Text section:

+ + +

Fig. 9. Diagram showing the effect of eNOS knockout on the mitochondrial function of the mouse heart, and mechanism-based S-glutathionylation of Complex I.

In comparison to the basal conditions, genetic deletion of eNOS impairs EDRF-mediated vasodilation, leading to the phenotype of hypertension, and inducing progressive hypertrophy. The phenotype of progressive cardiac remodeling is likely mediated by elevation of mitochondrial oxidative stress in myocytes or vice versa. Increased oxidative stress decreases the coupling of oxygen consumption with OXPHOS for ATP synthesis (indicated by fine blue arrows in Complex IV and Complex V), which would further increase electron leakage for ^•O₂⁻ production (indicated by thick red arrows). Increased ^•O₂⁻ production by Complexes I and III damages the 4Fe-4S cluster of aconitase in the TCA cycle (thick brick arrows and black cycle), and increases pro-oxidant activity of aconitase to generate •OH (coarse gray arrow), augmenting oxidative stress. Enhanced ^•O₂⁻ production also facilitates Complex I-derived protein thiyl radical formation (PrS^•), which mediates enhanced S-glutathionylation (PrSSG) of Complex I (denoted by dashed closed bracket).

+ + +

To do:
1. Decide whether each statement agrees with the eNOS knockout legend: (a) Genetic deletion of eNOS leads to a hypertension phenotype. (b) Thick red arrows mark the coupling of oxygen consumption with OXPHOS for ATP synthesis. (c) The dashed closed bracket denotes S-glutathionylation of Complex III. Answer yes or no for each, quoting the words from the legend that decide it.
2. Print the eNOS knockout legend from "Fig. 9. Diagram" up to and including "of Complex I.".

+ + +

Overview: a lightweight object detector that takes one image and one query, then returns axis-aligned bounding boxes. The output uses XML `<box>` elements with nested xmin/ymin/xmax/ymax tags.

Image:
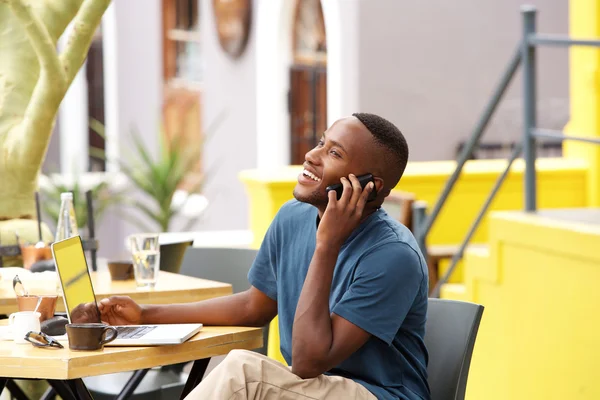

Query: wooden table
<box><xmin>0</xmin><ymin>327</ymin><xmax>263</xmax><ymax>400</ymax></box>
<box><xmin>0</xmin><ymin>271</ymin><xmax>232</xmax><ymax>314</ymax></box>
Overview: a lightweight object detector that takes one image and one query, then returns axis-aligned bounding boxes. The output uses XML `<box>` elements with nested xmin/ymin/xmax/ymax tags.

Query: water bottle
<box><xmin>54</xmin><ymin>192</ymin><xmax>79</xmax><ymax>242</ymax></box>
<box><xmin>54</xmin><ymin>192</ymin><xmax>79</xmax><ymax>295</ymax></box>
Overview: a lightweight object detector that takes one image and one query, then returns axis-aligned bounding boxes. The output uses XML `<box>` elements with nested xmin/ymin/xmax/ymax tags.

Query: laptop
<box><xmin>51</xmin><ymin>236</ymin><xmax>202</xmax><ymax>346</ymax></box>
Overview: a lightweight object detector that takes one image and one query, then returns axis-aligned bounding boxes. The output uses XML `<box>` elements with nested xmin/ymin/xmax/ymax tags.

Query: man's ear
<box><xmin>373</xmin><ymin>176</ymin><xmax>384</xmax><ymax>194</ymax></box>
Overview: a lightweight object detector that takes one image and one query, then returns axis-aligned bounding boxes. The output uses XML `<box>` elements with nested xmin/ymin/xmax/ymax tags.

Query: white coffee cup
<box><xmin>8</xmin><ymin>311</ymin><xmax>41</xmax><ymax>344</ymax></box>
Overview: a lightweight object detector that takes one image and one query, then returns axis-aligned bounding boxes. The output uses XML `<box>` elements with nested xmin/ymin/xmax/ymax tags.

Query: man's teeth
<box><xmin>302</xmin><ymin>170</ymin><xmax>321</xmax><ymax>182</ymax></box>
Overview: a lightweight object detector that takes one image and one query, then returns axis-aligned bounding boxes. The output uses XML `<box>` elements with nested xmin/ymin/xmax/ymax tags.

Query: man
<box><xmin>99</xmin><ymin>114</ymin><xmax>430</xmax><ymax>400</ymax></box>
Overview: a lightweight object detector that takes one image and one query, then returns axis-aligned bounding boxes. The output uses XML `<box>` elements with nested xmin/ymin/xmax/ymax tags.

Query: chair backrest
<box><xmin>425</xmin><ymin>298</ymin><xmax>483</xmax><ymax>400</ymax></box>
<box><xmin>179</xmin><ymin>247</ymin><xmax>269</xmax><ymax>355</ymax></box>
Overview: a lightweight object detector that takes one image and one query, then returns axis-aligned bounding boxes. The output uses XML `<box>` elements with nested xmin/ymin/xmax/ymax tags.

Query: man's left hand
<box><xmin>317</xmin><ymin>174</ymin><xmax>373</xmax><ymax>247</ymax></box>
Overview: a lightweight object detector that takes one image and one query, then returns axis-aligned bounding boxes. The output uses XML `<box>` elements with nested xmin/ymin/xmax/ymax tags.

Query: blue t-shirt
<box><xmin>248</xmin><ymin>200</ymin><xmax>430</xmax><ymax>400</ymax></box>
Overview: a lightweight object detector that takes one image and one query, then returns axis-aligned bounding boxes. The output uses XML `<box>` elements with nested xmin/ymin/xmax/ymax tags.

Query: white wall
<box><xmin>358</xmin><ymin>0</ymin><xmax>569</xmax><ymax>160</ymax></box>
<box><xmin>83</xmin><ymin>0</ymin><xmax>568</xmax><ymax>250</ymax></box>
<box><xmin>98</xmin><ymin>0</ymin><xmax>163</xmax><ymax>257</ymax></box>
<box><xmin>197</xmin><ymin>0</ymin><xmax>258</xmax><ymax>230</ymax></box>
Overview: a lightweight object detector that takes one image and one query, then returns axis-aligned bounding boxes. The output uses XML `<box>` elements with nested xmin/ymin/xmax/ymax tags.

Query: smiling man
<box><xmin>99</xmin><ymin>114</ymin><xmax>430</xmax><ymax>400</ymax></box>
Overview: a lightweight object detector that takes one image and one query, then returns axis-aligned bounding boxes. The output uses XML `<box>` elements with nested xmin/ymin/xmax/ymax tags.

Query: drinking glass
<box><xmin>129</xmin><ymin>233</ymin><xmax>160</xmax><ymax>288</ymax></box>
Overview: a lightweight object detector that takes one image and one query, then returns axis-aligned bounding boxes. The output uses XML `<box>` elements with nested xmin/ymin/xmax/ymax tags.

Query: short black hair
<box><xmin>352</xmin><ymin>113</ymin><xmax>408</xmax><ymax>189</ymax></box>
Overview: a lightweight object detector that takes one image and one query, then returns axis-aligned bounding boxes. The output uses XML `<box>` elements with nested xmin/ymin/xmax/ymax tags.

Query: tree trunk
<box><xmin>0</xmin><ymin>0</ymin><xmax>110</xmax><ymax>266</ymax></box>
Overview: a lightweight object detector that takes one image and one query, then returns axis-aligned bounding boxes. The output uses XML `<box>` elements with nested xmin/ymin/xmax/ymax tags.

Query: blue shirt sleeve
<box><xmin>248</xmin><ymin>215</ymin><xmax>279</xmax><ymax>301</ymax></box>
<box><xmin>332</xmin><ymin>242</ymin><xmax>425</xmax><ymax>345</ymax></box>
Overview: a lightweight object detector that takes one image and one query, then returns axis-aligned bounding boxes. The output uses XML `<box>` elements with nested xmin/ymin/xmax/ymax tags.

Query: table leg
<box><xmin>40</xmin><ymin>386</ymin><xmax>56</xmax><ymax>400</ymax></box>
<box><xmin>181</xmin><ymin>358</ymin><xmax>210</xmax><ymax>399</ymax></box>
<box><xmin>115</xmin><ymin>369</ymin><xmax>150</xmax><ymax>400</ymax></box>
<box><xmin>6</xmin><ymin>379</ymin><xmax>29</xmax><ymax>400</ymax></box>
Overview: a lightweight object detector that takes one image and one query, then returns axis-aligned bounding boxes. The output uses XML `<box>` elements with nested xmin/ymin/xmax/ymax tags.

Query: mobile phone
<box><xmin>325</xmin><ymin>174</ymin><xmax>377</xmax><ymax>202</ymax></box>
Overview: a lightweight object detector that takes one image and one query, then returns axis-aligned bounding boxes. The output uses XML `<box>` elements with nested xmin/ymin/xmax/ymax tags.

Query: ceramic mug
<box><xmin>8</xmin><ymin>311</ymin><xmax>41</xmax><ymax>344</ymax></box>
<box><xmin>66</xmin><ymin>323</ymin><xmax>117</xmax><ymax>350</ymax></box>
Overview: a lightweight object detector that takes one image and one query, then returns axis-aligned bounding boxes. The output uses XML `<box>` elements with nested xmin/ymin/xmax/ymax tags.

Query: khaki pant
<box><xmin>186</xmin><ymin>350</ymin><xmax>377</xmax><ymax>400</ymax></box>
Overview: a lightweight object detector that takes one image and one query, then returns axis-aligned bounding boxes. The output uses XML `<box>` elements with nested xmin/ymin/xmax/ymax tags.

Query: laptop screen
<box><xmin>52</xmin><ymin>236</ymin><xmax>100</xmax><ymax>323</ymax></box>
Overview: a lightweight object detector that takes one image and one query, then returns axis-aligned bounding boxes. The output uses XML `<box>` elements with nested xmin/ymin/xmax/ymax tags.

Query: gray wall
<box><xmin>197</xmin><ymin>0</ymin><xmax>257</xmax><ymax>230</ymax></box>
<box><xmin>358</xmin><ymin>0</ymin><xmax>569</xmax><ymax>160</ymax></box>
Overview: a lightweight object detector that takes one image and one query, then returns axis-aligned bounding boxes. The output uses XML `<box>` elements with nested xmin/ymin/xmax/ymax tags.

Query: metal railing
<box><xmin>422</xmin><ymin>6</ymin><xmax>600</xmax><ymax>297</ymax></box>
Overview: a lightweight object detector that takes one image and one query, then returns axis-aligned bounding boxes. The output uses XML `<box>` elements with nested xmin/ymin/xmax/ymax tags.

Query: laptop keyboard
<box><xmin>116</xmin><ymin>325</ymin><xmax>156</xmax><ymax>339</ymax></box>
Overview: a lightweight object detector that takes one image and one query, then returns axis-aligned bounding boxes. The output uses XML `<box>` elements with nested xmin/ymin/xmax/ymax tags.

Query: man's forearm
<box><xmin>142</xmin><ymin>292</ymin><xmax>268</xmax><ymax>326</ymax></box>
<box><xmin>292</xmin><ymin>245</ymin><xmax>339</xmax><ymax>375</ymax></box>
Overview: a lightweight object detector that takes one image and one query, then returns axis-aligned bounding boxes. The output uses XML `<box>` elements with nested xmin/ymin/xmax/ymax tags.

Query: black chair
<box><xmin>425</xmin><ymin>298</ymin><xmax>484</xmax><ymax>400</ymax></box>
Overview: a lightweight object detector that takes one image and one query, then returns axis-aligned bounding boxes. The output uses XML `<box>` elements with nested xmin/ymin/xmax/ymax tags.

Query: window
<box><xmin>294</xmin><ymin>0</ymin><xmax>327</xmax><ymax>64</ymax></box>
<box><xmin>163</xmin><ymin>0</ymin><xmax>203</xmax><ymax>90</ymax></box>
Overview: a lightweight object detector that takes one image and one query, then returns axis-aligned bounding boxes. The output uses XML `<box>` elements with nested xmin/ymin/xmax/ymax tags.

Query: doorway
<box><xmin>288</xmin><ymin>0</ymin><xmax>327</xmax><ymax>165</ymax></box>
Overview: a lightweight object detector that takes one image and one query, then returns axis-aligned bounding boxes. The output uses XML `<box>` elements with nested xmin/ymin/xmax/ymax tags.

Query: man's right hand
<box><xmin>98</xmin><ymin>296</ymin><xmax>142</xmax><ymax>325</ymax></box>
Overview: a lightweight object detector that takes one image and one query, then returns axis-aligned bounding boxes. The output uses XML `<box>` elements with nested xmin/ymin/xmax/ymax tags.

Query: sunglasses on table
<box><xmin>25</xmin><ymin>331</ymin><xmax>64</xmax><ymax>349</ymax></box>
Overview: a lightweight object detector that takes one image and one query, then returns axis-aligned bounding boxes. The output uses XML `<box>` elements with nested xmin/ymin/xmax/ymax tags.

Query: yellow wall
<box><xmin>563</xmin><ymin>0</ymin><xmax>600</xmax><ymax>207</ymax></box>
<box><xmin>442</xmin><ymin>212</ymin><xmax>600</xmax><ymax>400</ymax></box>
<box><xmin>240</xmin><ymin>158</ymin><xmax>587</xmax><ymax>247</ymax></box>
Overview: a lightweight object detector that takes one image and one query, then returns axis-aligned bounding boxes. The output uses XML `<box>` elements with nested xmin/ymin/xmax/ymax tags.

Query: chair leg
<box><xmin>115</xmin><ymin>369</ymin><xmax>150</xmax><ymax>400</ymax></box>
<box><xmin>40</xmin><ymin>386</ymin><xmax>56</xmax><ymax>400</ymax></box>
<box><xmin>68</xmin><ymin>378</ymin><xmax>94</xmax><ymax>400</ymax></box>
<box><xmin>6</xmin><ymin>379</ymin><xmax>29</xmax><ymax>400</ymax></box>
<box><xmin>181</xmin><ymin>358</ymin><xmax>210</xmax><ymax>399</ymax></box>
<box><xmin>48</xmin><ymin>379</ymin><xmax>77</xmax><ymax>400</ymax></box>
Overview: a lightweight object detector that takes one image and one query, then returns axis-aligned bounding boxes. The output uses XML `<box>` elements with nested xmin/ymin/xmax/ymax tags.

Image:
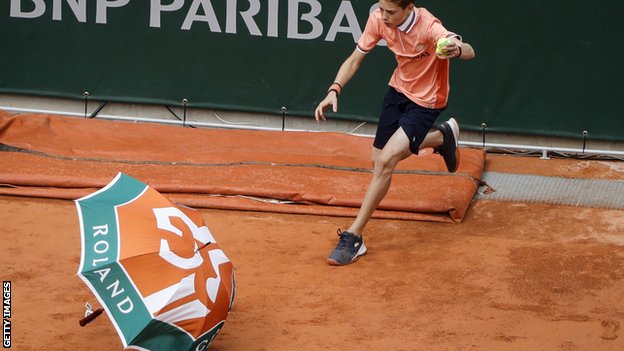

+ + +

Your responses:
1.
(a) Yes: "genetic deletion of eNOS impairs EDRF-mediated vasodilation, leading to the phenotype of hypertension"
(b) No: "(indicated by fine blue arrows in Complex IV and Complex V)"
(c) No: "mediates enhanced S-glutathionylation (PrSSG) of Complex I (denoted by dashed closed bracket)"

2.
Fig. 9. Diagram showing the effect of eNOS knockout on the mitochondrial function of the mouse heart, and mechanism-based S-glutathionylation of Complex I.